Reproduce the full news item below about Asian shares following Wall Street, word for word.

Passage:
:::

Asian shares follow Wall Street up

BANGKOK (AP) - Better-than-expected growth in U.S. jobs and a bounce back in commodity prices helped lift Asian stock markets on Monday.

Oil rose to near $99 a barrel, regaining some ground after last week's plunge. In currencies, the dollar weakened against the euro and the yen.

The U.S. Labor Department reported Friday that private employers hired 268,000 people in April, the most since February 2006. Taking into account job cuts of government workers, the economy added a total of 244,000 jobs overall last month, well above the 185,000 jobs that analysts had predicted and easing worries that the economic recovery was faltering.

:::

Provided records:
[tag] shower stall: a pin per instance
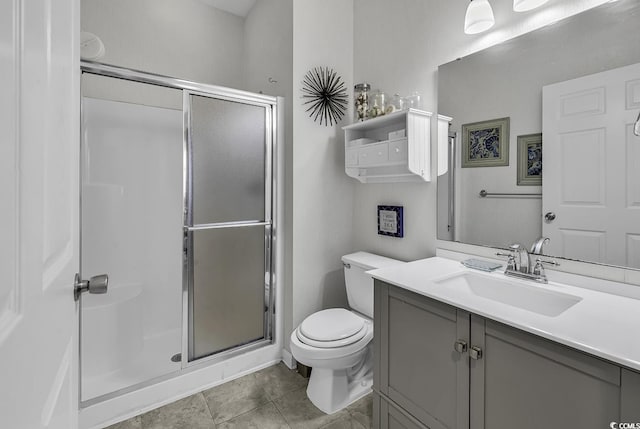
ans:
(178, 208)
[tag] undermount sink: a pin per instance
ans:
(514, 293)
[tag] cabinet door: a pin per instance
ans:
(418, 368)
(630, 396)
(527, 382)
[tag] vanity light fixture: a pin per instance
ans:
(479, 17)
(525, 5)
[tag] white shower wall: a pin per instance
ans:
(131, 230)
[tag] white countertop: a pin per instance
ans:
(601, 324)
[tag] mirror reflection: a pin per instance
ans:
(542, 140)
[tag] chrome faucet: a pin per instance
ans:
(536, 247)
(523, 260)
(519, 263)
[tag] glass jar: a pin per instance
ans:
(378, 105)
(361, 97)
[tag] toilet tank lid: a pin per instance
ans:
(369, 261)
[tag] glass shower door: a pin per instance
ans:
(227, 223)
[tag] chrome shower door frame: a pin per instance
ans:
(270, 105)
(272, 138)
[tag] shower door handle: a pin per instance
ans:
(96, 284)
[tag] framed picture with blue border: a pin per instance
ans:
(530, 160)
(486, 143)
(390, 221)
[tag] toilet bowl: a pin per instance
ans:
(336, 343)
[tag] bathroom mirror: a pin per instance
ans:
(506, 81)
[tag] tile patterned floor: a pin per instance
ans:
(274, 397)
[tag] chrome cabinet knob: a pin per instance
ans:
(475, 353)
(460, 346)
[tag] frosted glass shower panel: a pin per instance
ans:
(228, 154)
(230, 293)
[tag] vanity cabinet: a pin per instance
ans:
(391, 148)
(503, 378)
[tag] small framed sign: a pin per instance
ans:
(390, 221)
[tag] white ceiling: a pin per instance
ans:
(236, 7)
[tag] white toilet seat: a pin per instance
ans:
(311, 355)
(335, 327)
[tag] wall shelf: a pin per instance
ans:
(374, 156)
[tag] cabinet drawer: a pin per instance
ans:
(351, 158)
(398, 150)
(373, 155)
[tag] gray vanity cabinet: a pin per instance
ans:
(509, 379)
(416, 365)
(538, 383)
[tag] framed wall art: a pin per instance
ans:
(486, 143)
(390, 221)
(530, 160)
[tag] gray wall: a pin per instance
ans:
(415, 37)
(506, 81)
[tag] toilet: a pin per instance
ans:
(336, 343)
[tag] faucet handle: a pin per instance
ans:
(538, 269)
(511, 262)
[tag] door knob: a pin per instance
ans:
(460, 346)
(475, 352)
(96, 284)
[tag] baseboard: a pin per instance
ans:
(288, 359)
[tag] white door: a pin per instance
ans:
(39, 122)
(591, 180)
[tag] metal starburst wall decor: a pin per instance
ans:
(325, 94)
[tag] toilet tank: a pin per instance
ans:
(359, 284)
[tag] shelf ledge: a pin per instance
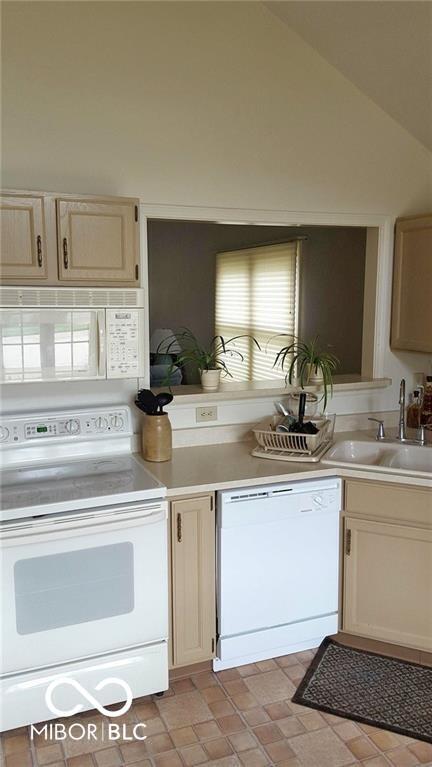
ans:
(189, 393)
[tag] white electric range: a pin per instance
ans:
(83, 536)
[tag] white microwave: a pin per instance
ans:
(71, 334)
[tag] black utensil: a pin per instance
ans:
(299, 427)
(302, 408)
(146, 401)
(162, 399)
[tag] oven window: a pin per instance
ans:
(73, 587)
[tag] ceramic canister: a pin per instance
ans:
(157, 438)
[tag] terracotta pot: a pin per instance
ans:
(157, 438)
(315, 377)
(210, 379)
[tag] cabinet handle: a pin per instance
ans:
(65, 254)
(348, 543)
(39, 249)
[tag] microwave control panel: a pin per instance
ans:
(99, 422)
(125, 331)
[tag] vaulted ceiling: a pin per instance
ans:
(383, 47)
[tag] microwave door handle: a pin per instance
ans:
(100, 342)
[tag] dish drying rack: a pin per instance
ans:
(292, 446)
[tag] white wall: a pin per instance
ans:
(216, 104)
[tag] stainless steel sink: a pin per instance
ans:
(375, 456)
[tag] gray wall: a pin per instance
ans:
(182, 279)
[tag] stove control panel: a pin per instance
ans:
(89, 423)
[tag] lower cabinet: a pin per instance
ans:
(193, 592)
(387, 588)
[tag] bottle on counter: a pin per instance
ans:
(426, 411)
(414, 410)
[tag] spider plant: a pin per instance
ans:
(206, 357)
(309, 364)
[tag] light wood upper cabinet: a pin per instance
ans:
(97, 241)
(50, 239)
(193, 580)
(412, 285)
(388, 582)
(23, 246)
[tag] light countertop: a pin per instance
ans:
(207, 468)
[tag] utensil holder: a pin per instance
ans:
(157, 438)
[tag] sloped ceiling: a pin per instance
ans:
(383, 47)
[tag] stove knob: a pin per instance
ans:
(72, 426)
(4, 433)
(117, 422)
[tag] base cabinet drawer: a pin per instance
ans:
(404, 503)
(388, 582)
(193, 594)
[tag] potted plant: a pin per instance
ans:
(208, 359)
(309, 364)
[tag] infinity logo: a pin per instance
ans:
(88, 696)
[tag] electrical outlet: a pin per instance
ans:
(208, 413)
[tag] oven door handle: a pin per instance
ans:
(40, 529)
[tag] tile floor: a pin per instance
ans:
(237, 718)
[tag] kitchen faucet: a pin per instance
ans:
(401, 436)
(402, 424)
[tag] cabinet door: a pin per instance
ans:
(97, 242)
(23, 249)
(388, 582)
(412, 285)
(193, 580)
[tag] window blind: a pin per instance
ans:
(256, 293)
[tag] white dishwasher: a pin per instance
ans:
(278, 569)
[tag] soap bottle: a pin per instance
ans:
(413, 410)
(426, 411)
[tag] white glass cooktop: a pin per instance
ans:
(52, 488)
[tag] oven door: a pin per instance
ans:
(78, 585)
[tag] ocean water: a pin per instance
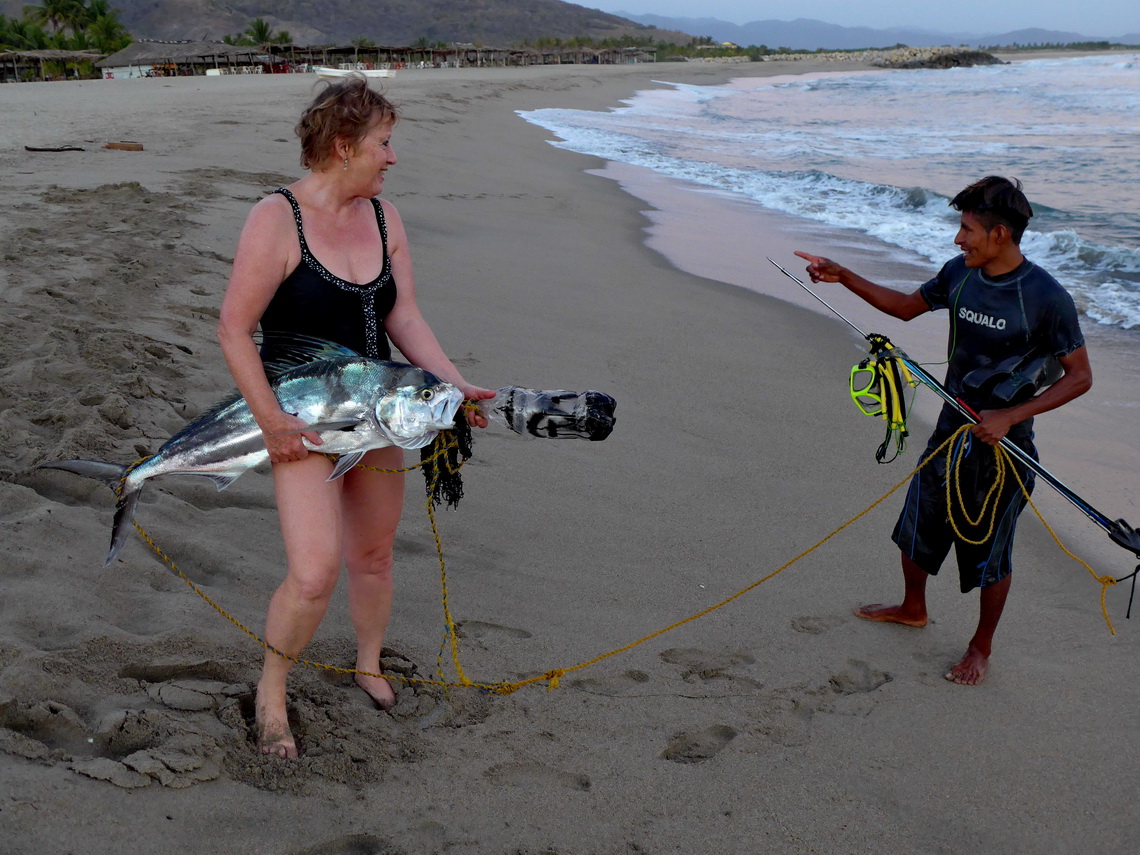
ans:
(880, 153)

:::

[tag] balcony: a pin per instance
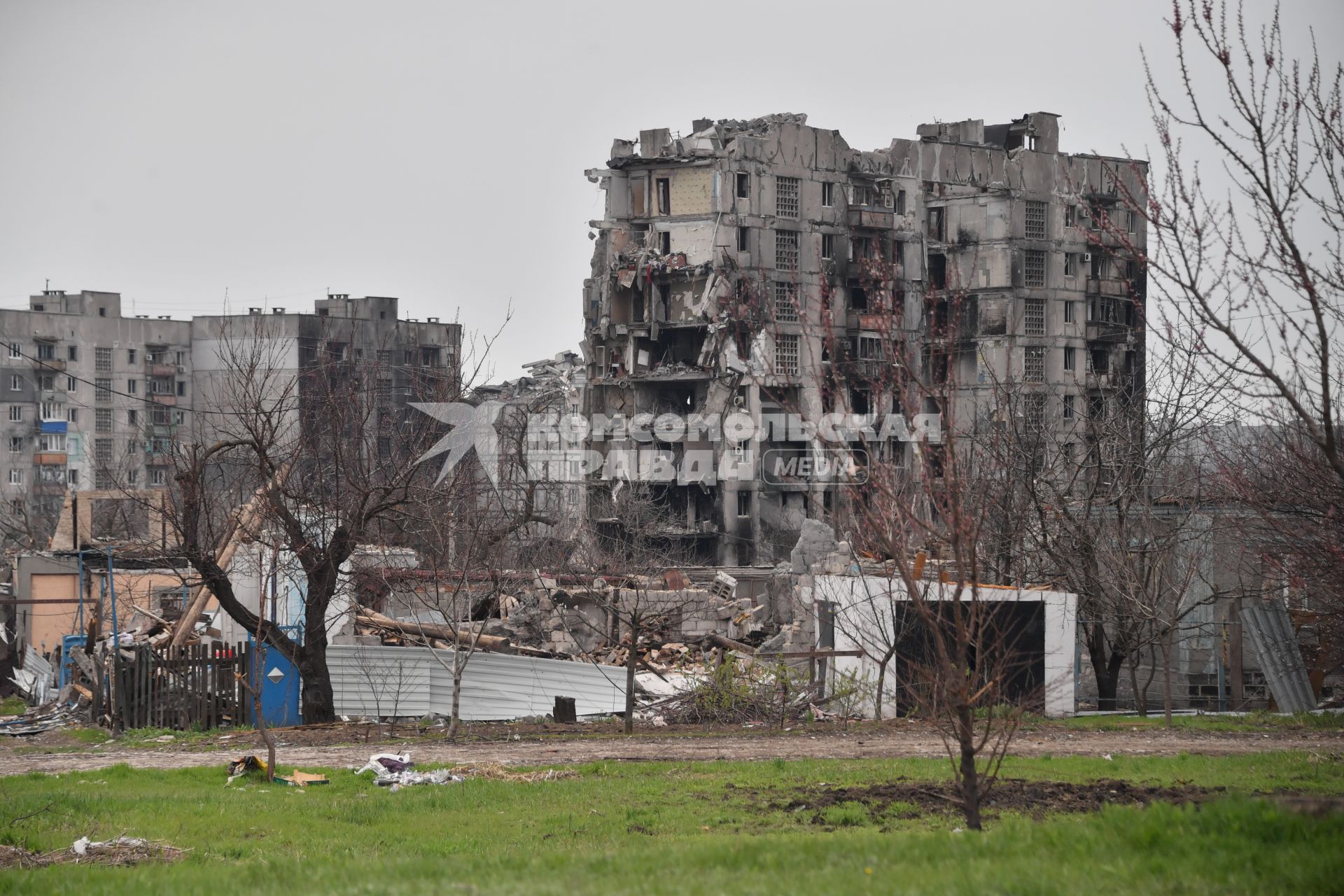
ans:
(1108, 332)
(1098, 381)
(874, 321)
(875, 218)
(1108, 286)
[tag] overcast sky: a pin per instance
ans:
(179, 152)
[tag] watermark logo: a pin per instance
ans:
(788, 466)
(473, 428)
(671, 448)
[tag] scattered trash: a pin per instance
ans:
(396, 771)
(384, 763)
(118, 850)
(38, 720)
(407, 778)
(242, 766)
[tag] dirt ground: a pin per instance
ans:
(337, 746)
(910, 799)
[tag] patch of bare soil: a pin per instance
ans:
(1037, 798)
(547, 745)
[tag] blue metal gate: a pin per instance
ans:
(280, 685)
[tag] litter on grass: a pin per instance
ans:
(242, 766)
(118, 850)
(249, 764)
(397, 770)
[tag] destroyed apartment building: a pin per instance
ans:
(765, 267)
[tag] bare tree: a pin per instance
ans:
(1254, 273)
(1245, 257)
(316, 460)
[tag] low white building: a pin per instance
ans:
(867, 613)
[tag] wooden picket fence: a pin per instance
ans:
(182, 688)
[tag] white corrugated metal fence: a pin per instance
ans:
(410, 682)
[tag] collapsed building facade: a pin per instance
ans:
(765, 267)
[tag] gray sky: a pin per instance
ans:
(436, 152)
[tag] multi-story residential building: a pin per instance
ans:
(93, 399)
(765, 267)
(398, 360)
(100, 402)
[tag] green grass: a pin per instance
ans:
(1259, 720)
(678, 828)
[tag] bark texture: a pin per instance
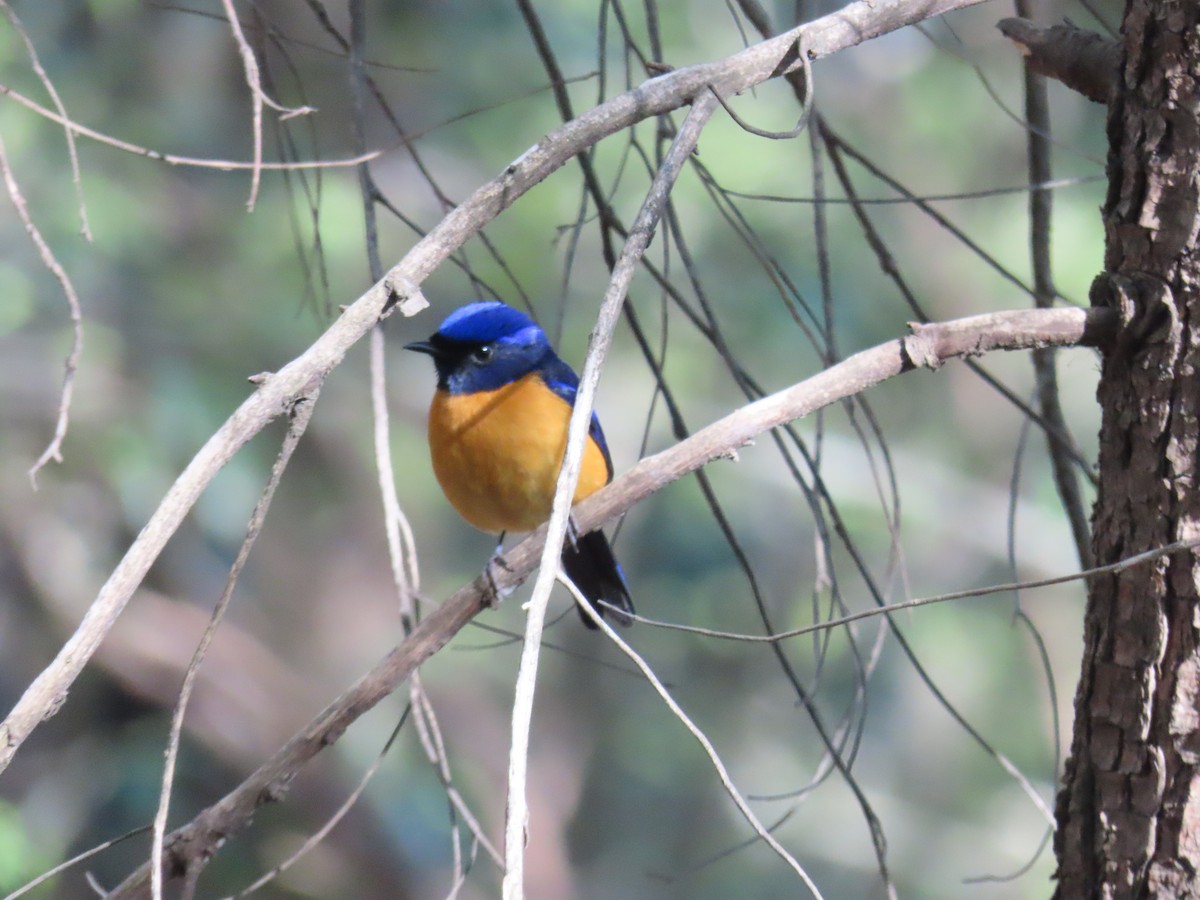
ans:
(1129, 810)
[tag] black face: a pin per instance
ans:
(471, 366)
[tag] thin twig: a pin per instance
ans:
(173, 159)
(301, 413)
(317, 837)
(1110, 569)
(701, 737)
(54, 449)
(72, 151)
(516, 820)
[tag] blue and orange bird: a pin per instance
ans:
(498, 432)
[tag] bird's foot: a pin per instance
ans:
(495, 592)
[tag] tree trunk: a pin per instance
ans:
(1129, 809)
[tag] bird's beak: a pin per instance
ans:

:::

Final result:
Asian shares follow Wall Street up

BANGKOK (AP) - Better-than-expected growth in U.S. jobs and a bounce back in commodity prices helped lift Asian stock markets on Monday.

Oil rose to near $99 a barrel, regaining some ground after last week's plunge. In currencies, the dollar weakened against the euro and the yen.

The U.S. Labor Department reported Friday that private employers hired 268,000 people in April, the most since February 2006. Taking into account job cuts of government workers, the economy added a total of 244,000 jobs overall last month, well above the 185,000 jobs that analysts had predicted and easing worries that the economic recovery was faltering.